[Records from a data source]
+++++

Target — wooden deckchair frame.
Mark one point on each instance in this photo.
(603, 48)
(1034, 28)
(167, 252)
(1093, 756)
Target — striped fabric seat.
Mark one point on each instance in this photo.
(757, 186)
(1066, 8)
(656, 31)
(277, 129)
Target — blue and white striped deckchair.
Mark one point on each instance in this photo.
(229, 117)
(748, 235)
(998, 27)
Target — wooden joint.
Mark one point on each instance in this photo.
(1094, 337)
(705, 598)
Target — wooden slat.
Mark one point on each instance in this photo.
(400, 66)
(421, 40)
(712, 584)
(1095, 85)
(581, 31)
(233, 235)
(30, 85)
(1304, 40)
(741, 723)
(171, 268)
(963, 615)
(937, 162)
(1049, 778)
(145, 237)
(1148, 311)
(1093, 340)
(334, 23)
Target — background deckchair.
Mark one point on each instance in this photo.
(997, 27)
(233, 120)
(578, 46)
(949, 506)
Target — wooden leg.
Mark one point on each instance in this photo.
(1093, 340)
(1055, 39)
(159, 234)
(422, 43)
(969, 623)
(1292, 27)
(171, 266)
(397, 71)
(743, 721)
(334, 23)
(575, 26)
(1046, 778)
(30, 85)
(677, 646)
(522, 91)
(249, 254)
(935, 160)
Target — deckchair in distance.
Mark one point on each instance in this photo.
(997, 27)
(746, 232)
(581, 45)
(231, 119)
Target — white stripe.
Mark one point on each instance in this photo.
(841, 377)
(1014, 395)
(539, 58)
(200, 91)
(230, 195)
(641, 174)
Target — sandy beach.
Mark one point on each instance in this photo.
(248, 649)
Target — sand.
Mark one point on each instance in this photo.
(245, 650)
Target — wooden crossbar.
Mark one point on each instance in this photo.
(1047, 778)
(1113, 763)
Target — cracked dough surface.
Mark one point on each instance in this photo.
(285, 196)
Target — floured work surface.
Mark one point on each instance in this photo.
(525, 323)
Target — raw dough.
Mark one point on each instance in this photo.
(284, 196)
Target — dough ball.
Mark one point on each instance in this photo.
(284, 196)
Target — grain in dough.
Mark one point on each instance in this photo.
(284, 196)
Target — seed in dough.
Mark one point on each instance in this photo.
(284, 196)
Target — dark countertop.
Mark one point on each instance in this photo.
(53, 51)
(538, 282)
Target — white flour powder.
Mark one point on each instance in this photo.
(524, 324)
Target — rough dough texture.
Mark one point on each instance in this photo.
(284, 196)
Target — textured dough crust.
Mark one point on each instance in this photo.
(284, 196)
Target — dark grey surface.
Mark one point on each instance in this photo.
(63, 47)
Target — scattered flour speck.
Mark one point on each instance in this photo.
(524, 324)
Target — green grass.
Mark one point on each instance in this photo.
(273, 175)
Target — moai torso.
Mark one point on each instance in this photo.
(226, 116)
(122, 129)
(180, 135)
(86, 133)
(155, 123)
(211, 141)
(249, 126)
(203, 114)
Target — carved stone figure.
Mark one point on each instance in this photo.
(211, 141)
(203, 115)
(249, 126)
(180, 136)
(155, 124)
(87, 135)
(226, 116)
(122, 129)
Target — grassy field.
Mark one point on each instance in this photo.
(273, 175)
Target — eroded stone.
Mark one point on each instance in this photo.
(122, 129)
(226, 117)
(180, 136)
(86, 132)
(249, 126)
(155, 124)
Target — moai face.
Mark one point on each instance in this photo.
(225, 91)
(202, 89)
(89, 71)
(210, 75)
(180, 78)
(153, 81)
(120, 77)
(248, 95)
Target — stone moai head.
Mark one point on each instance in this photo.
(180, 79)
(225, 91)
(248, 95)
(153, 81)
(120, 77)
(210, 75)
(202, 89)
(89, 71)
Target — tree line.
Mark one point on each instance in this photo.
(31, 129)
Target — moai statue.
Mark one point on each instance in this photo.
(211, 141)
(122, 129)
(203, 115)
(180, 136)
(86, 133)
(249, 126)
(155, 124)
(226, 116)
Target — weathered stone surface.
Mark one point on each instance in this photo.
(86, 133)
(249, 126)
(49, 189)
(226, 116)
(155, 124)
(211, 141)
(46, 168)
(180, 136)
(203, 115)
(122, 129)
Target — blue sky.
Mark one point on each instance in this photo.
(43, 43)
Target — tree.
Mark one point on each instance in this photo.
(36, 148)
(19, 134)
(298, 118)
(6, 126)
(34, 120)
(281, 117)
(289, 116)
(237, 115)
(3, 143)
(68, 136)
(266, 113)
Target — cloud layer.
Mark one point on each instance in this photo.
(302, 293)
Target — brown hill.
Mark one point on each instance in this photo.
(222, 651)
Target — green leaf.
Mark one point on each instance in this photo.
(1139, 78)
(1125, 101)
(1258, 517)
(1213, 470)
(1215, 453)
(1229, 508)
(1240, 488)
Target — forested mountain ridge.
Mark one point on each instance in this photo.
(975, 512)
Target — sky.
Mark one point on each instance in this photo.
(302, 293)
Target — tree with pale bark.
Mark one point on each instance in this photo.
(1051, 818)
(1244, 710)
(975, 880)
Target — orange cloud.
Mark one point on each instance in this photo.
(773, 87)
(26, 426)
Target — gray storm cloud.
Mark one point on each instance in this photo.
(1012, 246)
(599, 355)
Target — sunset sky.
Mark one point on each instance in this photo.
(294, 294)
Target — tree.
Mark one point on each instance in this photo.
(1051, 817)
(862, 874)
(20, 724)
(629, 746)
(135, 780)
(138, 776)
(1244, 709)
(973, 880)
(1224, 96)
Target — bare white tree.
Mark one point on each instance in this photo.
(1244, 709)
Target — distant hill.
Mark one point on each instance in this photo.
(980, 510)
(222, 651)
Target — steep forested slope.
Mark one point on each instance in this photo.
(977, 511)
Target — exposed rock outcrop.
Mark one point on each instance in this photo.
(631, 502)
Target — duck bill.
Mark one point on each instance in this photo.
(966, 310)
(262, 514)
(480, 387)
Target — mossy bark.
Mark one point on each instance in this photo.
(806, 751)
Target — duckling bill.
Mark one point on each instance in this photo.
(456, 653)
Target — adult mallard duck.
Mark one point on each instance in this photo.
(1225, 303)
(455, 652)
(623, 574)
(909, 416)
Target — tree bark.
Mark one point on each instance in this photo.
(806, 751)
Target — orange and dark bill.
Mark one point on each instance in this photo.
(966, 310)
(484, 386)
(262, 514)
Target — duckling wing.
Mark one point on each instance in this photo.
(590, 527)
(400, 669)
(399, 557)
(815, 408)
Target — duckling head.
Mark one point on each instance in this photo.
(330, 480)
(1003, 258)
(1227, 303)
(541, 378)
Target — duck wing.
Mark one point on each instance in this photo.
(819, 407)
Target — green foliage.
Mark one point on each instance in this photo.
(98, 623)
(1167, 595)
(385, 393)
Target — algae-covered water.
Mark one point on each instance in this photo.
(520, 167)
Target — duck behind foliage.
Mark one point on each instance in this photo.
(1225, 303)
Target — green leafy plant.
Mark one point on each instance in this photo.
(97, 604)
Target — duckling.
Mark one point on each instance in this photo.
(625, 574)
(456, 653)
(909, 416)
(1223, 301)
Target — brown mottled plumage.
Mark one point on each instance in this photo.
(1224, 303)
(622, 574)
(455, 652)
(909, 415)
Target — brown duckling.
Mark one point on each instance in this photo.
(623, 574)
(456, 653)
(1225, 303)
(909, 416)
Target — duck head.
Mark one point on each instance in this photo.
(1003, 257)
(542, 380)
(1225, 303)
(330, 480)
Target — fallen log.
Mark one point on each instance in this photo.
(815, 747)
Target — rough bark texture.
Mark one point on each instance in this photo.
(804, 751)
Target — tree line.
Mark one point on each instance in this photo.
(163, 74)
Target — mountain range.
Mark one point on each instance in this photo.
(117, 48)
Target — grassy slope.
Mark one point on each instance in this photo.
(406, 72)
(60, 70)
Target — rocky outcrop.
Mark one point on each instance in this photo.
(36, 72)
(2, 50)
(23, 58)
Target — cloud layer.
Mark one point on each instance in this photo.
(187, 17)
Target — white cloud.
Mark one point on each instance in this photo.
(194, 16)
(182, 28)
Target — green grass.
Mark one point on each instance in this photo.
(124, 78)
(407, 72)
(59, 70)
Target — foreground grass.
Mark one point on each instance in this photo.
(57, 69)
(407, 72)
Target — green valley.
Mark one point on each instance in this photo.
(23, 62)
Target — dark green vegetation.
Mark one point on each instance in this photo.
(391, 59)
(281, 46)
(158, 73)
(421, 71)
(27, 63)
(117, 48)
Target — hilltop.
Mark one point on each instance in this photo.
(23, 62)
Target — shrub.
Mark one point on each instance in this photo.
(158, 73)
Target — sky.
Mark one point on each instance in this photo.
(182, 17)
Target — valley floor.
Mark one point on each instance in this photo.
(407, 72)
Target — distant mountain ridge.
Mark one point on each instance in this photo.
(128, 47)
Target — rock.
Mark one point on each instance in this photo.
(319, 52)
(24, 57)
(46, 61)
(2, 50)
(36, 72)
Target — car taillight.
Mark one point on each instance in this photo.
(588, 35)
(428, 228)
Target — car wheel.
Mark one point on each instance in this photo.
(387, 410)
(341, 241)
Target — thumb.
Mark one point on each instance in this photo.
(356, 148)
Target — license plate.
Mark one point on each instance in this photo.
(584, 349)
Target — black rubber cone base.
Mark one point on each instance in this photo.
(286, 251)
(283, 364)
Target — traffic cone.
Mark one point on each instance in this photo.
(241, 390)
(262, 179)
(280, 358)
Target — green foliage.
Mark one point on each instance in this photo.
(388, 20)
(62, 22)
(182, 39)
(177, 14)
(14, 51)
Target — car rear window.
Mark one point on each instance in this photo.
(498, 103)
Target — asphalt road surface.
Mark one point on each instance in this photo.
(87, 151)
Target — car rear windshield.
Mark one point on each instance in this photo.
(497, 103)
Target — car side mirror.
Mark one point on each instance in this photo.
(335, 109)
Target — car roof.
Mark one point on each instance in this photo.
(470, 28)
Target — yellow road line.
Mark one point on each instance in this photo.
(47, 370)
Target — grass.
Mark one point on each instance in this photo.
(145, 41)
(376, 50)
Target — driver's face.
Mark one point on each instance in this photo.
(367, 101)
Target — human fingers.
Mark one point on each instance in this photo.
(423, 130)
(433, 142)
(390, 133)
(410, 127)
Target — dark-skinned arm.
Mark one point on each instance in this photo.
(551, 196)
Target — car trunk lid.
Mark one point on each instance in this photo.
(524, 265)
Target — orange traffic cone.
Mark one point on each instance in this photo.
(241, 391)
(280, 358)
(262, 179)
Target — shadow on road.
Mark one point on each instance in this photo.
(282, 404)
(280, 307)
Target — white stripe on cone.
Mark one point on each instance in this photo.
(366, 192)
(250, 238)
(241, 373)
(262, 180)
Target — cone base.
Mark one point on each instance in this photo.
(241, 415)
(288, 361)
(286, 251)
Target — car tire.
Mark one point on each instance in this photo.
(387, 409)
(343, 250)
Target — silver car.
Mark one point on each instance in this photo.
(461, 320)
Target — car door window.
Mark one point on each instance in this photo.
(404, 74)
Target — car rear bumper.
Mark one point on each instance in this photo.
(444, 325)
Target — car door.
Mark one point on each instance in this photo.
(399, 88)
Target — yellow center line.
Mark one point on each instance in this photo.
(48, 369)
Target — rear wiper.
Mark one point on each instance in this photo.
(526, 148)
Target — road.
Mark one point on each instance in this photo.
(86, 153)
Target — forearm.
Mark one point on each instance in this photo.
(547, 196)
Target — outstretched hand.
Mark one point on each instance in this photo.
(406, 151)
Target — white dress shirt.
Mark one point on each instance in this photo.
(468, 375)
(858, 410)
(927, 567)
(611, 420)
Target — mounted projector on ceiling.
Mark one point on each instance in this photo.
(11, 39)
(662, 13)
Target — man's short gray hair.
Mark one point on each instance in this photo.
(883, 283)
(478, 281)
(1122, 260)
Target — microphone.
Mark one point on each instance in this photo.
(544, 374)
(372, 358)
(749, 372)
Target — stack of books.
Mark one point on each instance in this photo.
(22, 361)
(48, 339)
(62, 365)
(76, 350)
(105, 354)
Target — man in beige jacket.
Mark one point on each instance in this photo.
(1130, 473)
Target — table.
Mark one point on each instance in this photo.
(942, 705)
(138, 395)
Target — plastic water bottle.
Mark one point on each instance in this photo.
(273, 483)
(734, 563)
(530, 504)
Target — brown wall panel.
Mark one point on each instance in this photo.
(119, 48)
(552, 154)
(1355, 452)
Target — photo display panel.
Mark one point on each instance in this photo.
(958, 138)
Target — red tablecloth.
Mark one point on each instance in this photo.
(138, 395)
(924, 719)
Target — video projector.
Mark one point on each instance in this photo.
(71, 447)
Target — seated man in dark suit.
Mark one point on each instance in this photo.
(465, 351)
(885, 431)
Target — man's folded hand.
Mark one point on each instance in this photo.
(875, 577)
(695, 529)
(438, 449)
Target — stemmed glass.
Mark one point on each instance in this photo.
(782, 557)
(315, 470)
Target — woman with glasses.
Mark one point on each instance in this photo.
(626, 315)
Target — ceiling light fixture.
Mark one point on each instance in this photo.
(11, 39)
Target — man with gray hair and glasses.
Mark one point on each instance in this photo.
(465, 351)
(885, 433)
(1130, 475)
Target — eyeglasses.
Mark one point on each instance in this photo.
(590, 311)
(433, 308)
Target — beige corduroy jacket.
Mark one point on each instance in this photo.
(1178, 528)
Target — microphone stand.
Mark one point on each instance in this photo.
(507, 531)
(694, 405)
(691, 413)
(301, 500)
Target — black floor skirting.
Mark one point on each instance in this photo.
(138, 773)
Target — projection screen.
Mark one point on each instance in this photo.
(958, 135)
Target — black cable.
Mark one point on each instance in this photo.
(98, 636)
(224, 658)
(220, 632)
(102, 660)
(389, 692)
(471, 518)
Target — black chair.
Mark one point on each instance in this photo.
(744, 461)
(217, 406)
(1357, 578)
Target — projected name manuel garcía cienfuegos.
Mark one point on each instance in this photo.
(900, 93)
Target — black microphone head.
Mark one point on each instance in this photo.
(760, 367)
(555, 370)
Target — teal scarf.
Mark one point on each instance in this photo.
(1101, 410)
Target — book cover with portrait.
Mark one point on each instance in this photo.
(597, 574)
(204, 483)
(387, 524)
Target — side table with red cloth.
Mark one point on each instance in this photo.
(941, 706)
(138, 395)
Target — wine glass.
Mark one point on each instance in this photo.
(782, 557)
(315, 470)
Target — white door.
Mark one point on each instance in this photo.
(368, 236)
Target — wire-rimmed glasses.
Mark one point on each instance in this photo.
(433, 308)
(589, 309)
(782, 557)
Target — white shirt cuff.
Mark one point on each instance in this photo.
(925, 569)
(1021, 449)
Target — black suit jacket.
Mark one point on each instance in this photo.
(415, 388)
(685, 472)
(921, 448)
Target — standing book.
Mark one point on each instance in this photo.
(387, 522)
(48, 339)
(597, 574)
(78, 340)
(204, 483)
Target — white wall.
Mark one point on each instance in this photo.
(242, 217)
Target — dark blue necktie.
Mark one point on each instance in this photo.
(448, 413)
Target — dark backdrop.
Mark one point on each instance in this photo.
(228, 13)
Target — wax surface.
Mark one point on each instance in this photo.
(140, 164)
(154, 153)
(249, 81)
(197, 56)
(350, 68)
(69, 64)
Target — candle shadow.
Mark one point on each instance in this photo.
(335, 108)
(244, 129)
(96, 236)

+++++

- **Given task**: Please reproduce the listing starting with the line with "Target — yellow road line." and going on through the line with "(1122, 260)", swapping "cone" for "pylon" and leaving everything else unchanged.

- **The output**:
Target — yellow road line.
Mark one point on each instance in this photo.
(47, 370)
Target — grass.
Mark one point on each instance in this photo.
(145, 41)
(376, 50)
Target — driver's face.
Mark one point on each instance in this photo.
(367, 101)
Target — human fingers.
Mark one point on each instance in this photo.
(423, 130)
(433, 142)
(390, 133)
(410, 127)
Target — dark-skinned arm.
Mark one point on each instance in this photo.
(551, 196)
Target — car trunk lid.
Mark one point on each instance in this photo.
(524, 265)
Target — orange traffic pylon.
Mark one point on each instance in this photo.
(241, 391)
(280, 358)
(262, 179)
Target — shadow on road.
Mark one point on each instance in this photo.
(282, 404)
(280, 307)
Target — white stripe on pylon.
Mark one point on each instance in this photo.
(366, 192)
(250, 238)
(241, 373)
(262, 180)
Target — pylon base.
Mark one point on each instance in this photo.
(241, 415)
(288, 361)
(286, 251)
Target — car tire.
Mark one point on each instance in this photo.
(387, 409)
(343, 250)
Target — silver car.
Mark one point on each instance in this photo.
(461, 320)
Target — car door window.
Mark one point on each instance in this photo.
(404, 74)
Target — car rear bumper.
Mark one point on each instance in this photo.
(444, 325)
Target — car door.
Mark one point on each instance in this photo.
(399, 88)
Target — yellow center line.
Mark one point on each instance in this photo.
(48, 369)
Target — rear wiper.
Mark one point on each instance in this photo.
(526, 148)
Target — road.
Mark one point on each instance in this photo.
(86, 153)
Target — forearm.
Mark one point on each instance in this photo.
(547, 196)
Target — outstretched hand.
Mark one point on each instance in this photo.
(406, 151)
Target — white dress shirt.
Mark one point on each instance in this photo.
(468, 375)
(858, 410)
(927, 567)
(611, 420)
Target — mounted projector on ceiling.
Mark one point on each instance in this photo.
(11, 39)
(662, 13)
Target — man's short gray hair.
Mark one point on each instance in this photo.
(883, 283)
(478, 281)
(1122, 260)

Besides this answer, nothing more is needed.